» **THE PROBLEM**
In full and unchanged, output the entries that follow.

» **PROVIDED MATERIAL**
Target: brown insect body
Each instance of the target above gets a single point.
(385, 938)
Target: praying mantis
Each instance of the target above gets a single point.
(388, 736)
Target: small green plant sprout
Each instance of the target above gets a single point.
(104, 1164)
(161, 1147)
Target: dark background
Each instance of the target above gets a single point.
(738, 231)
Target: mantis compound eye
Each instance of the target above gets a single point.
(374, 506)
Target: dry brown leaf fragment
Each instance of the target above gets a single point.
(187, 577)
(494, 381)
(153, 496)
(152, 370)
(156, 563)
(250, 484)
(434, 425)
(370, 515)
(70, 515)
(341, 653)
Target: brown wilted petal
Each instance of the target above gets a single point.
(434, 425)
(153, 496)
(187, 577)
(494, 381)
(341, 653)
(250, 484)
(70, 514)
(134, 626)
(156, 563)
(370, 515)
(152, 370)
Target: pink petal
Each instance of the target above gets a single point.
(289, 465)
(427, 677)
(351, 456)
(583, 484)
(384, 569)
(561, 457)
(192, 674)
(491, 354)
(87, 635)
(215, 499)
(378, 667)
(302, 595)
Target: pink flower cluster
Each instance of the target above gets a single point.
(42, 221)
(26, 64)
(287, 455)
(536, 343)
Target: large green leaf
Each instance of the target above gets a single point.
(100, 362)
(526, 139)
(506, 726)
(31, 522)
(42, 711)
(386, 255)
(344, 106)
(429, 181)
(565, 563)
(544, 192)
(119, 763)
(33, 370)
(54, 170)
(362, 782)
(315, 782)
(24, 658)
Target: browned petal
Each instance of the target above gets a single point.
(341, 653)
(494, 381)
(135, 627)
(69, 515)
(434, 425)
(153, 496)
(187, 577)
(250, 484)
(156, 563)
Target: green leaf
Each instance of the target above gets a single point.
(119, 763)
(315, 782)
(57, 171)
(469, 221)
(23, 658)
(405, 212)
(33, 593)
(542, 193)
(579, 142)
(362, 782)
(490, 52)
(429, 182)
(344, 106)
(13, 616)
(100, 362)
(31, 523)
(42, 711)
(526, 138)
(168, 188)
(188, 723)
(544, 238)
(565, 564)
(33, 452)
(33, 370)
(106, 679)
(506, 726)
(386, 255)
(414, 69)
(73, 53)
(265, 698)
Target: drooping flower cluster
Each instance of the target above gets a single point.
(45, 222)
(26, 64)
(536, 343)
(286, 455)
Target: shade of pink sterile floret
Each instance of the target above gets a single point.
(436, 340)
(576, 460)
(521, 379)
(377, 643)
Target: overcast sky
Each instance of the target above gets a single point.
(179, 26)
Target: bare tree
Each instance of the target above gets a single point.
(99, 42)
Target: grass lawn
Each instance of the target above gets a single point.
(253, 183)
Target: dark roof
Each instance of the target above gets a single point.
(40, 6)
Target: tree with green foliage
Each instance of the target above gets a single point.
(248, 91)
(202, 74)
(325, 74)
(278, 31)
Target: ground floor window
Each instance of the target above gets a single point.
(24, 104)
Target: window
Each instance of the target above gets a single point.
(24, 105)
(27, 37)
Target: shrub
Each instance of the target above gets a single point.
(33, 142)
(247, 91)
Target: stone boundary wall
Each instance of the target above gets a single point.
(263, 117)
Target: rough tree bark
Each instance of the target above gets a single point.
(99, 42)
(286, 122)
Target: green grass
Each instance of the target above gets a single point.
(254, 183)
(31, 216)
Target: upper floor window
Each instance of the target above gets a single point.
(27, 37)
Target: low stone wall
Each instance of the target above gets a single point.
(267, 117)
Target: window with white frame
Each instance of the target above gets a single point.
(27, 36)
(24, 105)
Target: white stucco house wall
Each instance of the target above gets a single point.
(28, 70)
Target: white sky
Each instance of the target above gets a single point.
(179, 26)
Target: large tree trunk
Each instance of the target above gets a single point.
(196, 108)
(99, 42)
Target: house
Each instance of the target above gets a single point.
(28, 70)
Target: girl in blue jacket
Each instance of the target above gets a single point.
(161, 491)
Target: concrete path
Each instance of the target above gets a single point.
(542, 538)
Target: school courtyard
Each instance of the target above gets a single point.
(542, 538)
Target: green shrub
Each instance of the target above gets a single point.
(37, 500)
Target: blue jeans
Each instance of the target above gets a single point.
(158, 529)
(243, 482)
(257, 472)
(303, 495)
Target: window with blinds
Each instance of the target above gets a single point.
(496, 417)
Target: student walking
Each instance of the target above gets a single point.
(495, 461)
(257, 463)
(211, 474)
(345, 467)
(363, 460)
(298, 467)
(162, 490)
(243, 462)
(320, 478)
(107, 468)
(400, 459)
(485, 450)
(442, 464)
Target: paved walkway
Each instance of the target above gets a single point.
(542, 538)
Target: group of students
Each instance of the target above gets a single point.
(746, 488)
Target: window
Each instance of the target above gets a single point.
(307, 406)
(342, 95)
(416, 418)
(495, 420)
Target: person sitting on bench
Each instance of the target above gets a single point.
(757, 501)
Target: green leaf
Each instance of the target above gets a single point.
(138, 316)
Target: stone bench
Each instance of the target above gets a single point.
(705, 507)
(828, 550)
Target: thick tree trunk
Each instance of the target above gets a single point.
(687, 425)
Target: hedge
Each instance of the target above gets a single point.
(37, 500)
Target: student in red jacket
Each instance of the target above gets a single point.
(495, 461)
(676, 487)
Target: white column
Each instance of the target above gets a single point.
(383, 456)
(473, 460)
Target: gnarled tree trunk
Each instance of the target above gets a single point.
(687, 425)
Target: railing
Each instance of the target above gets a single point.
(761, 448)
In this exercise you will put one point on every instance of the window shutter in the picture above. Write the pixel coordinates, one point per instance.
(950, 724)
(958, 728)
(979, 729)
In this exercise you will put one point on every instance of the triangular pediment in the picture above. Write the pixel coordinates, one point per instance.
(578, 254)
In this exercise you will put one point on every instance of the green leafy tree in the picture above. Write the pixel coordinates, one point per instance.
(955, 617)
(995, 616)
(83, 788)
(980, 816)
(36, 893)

» **WRITTEN SOLUTION**
Target: brown insect body
Each instance of the target above gets a single point.
(385, 938)
Target: praying mantis
Each instance of the target above gets a single point.
(388, 736)
Target: small green plant sprout
Each instance of the target above gets a single point.
(104, 1164)
(161, 1147)
Target: dark background
Each instance of the target above gets a single point.
(738, 231)
Target: mantis compound eye
Each instance of the target above gets a single point.
(374, 506)
Target: dry brown leaf fragment
Each instance of the target above gets a single point.
(187, 577)
(494, 381)
(153, 496)
(152, 370)
(156, 563)
(250, 484)
(434, 425)
(370, 515)
(70, 515)
(341, 653)
Target: brown wilted petal
Each instance of the target above gets a single point.
(434, 425)
(153, 496)
(187, 577)
(494, 381)
(341, 653)
(250, 484)
(70, 514)
(134, 626)
(156, 563)
(370, 515)
(152, 370)
Target: pink petal
Each instance of the target above gets a single point.
(289, 465)
(427, 677)
(351, 456)
(583, 484)
(384, 569)
(561, 457)
(192, 674)
(491, 354)
(87, 635)
(215, 499)
(378, 667)
(302, 595)
Target: pink flower cluster
Each instance of the target above gets a single point.
(42, 221)
(26, 64)
(287, 455)
(536, 343)
Target: large green leaf
Each instance of the target above gets a single point.
(100, 362)
(526, 139)
(506, 726)
(31, 522)
(42, 711)
(386, 255)
(344, 106)
(429, 181)
(565, 563)
(544, 192)
(119, 763)
(33, 370)
(54, 170)
(362, 782)
(315, 782)
(24, 658)
Target: browned petal
Each instance of the target above gets a single point.
(341, 653)
(494, 381)
(135, 627)
(69, 515)
(434, 425)
(153, 496)
(187, 577)
(250, 484)
(156, 563)
Target: green leaf
Each instance of the target above gets a single point.
(119, 763)
(315, 782)
(57, 171)
(469, 221)
(23, 658)
(405, 212)
(33, 593)
(542, 193)
(579, 142)
(362, 782)
(490, 52)
(429, 182)
(344, 106)
(13, 616)
(100, 362)
(31, 523)
(42, 711)
(526, 138)
(168, 188)
(188, 723)
(544, 238)
(565, 564)
(33, 452)
(33, 370)
(106, 679)
(506, 726)
(386, 255)
(414, 69)
(73, 53)
(265, 698)
Target: drooping flower cluster
Each instance of the target above gets a single point.
(45, 222)
(26, 64)
(536, 343)
(286, 455)
Target: shade of pink sterile floret
Each instance of the target above gets a single point.
(436, 340)
(576, 460)
(521, 379)
(377, 643)
Target: overcast sky
Each instance of the target above gets a single point.
(179, 26)
Target: bare tree
Each instance of the target above gets a single point.
(99, 42)
Target: grass lawn
Each instance of the target above gets a single point.
(253, 183)
Target: dark roof
Each instance of the target above gets a single point.
(40, 6)
Target: tree with green foliage
Each instance of the target above gets a single point.
(248, 91)
(202, 74)
(325, 74)
(278, 31)
Target: ground floor window
Each instance of the target above gets a single point.
(24, 104)
Target: window
Each instance of the target above gets a single point.
(24, 105)
(27, 37)
Target: shrub
Each instance of the target above gets a single point.
(33, 142)
(247, 91)
Target: stone boundary wall
Each instance of the target above gets a single point.
(263, 117)
Target: rough tree bark
Each instance of the target above gets a single point.
(99, 42)
(286, 122)
Target: green grass
Each instance of the target above gets a single point.
(254, 183)
(31, 216)
Target: upper floor window
Each instance of the target above gets a single point.
(27, 37)
Target: low stone wall
Each instance of the target above gets a single point.
(267, 117)
Target: window with white frame
Each instance of the target above gets a single point.
(27, 36)
(24, 105)
Target: white stucco house wall
Each instance of the target above gets a single point.
(28, 70)
Target: white sky
Each instance of the target above gets a single point.
(179, 26)
Target: large tree trunk
Each instance of the target above gets a single point.
(196, 108)
(99, 42)
Target: house
Each instance of the target above gets a single point.
(28, 70)
Target: girl in blue jacket
Each instance of the target above gets a single point.
(161, 491)
Target: concrete path
Each instance of the target above gets a single point.
(542, 538)
Target: school courtyard
Each instance of the target above gets a single point.
(542, 538)
Target: green shrub
Each instance of the target above gets a single point.
(37, 500)
Target: blue jeans
Each instance of the target above gets a single point.
(158, 529)
(243, 482)
(257, 472)
(303, 495)
Target: window with blinds
Each instance of the target above gets a single point.
(496, 417)
Target: student walking
Each instance of the target above gets a single point.
(495, 461)
(257, 463)
(211, 474)
(345, 467)
(363, 460)
(298, 467)
(162, 490)
(243, 462)
(320, 478)
(107, 468)
(400, 459)
(485, 450)
(442, 464)
Target: paved walkway
Each instance of the target above gets a single point.
(542, 538)
Target: group of students
Each instance of the target above gets a single point.
(746, 488)
Target: window
Each instance of the target above gets a single point.
(307, 406)
(342, 95)
(416, 418)
(495, 420)
Target: person sitting on bench
Each instance of the target above gets a single point.
(757, 501)
Target: green leaf
Each instance of the target above gets a single point.
(138, 316)
Target: stone bench
Each instance of the target above gets a single point.
(705, 507)
(828, 550)
Target: thick tree trunk
Each instance of the target above gets a single point.
(687, 425)
Target: hedge
Each instance of the target above gets a single point.
(37, 500)
Target: student in red jacket
Each instance of the target above gets a single point.
(495, 461)
(676, 487)
Target: white column
Each instance of the target above gets a single point.
(383, 456)
(473, 460)
Target: gnarled tree trunk
Each instance of the target above gets a single point.
(687, 425)
Target: railing
Each instance of the target above gets a single point.
(761, 448)
In this exercise you will put one point on every instance of the window shutter in the picture above. Write the pixel coordinates, one point per instance.
(950, 724)
(958, 728)
(979, 729)
In this exercise you will put one point on every instance of the triangular pediment in the picture above. Write the pixel coordinates, one point per instance.
(578, 254)
In this exercise you will put one point on every instance of the green leafy tree in the picture above. Write the pixel coordinates, one point per instance.
(955, 617)
(995, 616)
(83, 788)
(980, 816)
(36, 893)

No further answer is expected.